-- 提供抜粋 --
== == ==
SSブログ

ヒトラー第四帝国の野望 [SS/ゲシュタポ]

ど~も。ヴィトゲンシュタインです。

シドニー・D・カークパトリック著の「ヒトラー第四帝国の野望」を読破しました。

先日の「ナチス第三帝国辞典」で気になった、「アーネンエルベ協会」関連が書かれている
ということで、ついつい買ってしまった本書。タイトルがもう泣けますねぇ・・。
落合信彦が翻訳している「第四帝国」という本を2度挑戦しては、
あまりのツマラなさに尽く挫折しているヴィトゲンシュタインとって、
いまさら「第四帝国」っていう邦題はないだろうよ・・と考えます。。
原題は「ヒトラーの聖遺物」といった感じで、2010年発刊という新しいもの。
== == ==
-- データ部分 --
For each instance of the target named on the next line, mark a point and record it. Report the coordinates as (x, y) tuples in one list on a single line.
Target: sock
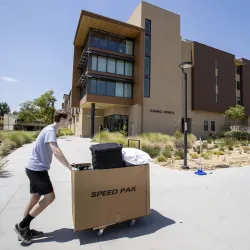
== == ==
-- 作業指示 --
1. ブログ記事の「先日の「ナチス第三帝国辞典」」から「いまさら「第四帝国」っていう邦題はないだろうよ・・と考えます。。」まで（両端を含む）を、「挫折」を「断念」に変えて示してください。
2. 次の (a)〜(c) がブログ記事の内容と一致するかを、それぞれ「はい」か「いいえ」で答え、判断の根拠となる記事中の語句をそのまま引用してください。(a) 筆者はシドニー・D・カークパトリック著の「ヒトラー第四帝国の野望」を読み終えた。(b) 筆者は落合信彦が翻訳した「第四帝国」を最後まで読み通した。(c) 原書は2010年に発刊された。
3. ブログ記事の最後の文に続けて、その先を書き継いでください。
資料はブログ記事とは無関係です。

-- 課題別解答 --
1.
先日の「ナチス第三帝国辞典」で気になった、「アーネンエルベ協会」関連が書かれている
ということで、ついつい買ってしまった本書。タイトルがもう泣けますねぇ・・。
落合信彦が翻訳している「第四帝国」という本を2度挑戦しては、
あまりのツマラなさに尽く断念しているヴィトゲンシュタインとって、
いまさら「第四帝国」っていう邦題はないだろうよ・・と考えます。。

2.
(a) はい：「シドニー・D・カークパトリック著の「ヒトラー第四帝国の野望」を読破しました」
(b) いいえ：「あまりのツマラなさに尽く挫折している」
(c) はい：「2010年発刊という新しいもの」

3.
「ディスカバリー・チャンネル」や「ヒストリー・チャンネル」に携わる著者によるノンフィクションで、
ナチス・ドイツによってウィーンからニュルンベルクに移された、神聖ローマ帝国の
貴重なお宝を探し出すべく、ドイツ人美術史学者である米陸軍中尉の活躍を描きます。

ヒトラー第四帝国の野望.jpg

パットンの米第3軍の尋問官である36歳のウォルター・ホーン中尉。
彼は1945年2月、ニュルンベルクで徴募され、わずか1ヶ月の訓練でバルジの戦いに投入された
老齢の2等兵の尋問を行い、思いがけない話を聞き出します。
それはニュルンベルク城の地下壕に隠された財宝がある・・というもので、
入口は旧市街の骨董品店に見せかけており、家族がそこに住んで、空調管理などを
行っていることから、噂話ではない、非常に詳細な情報を聞き出すことが出来たのでした。

神聖ローマ皇帝、バルバロッサ王フリードリヒ一世の宝珠や「ロンギヌスの槍」、
「マウリティウス刀」といった伝説的な人工遺物が隠されているとの話に
美術史学者であるホーン中尉も興奮し、早速、報告書をまとめて提出します。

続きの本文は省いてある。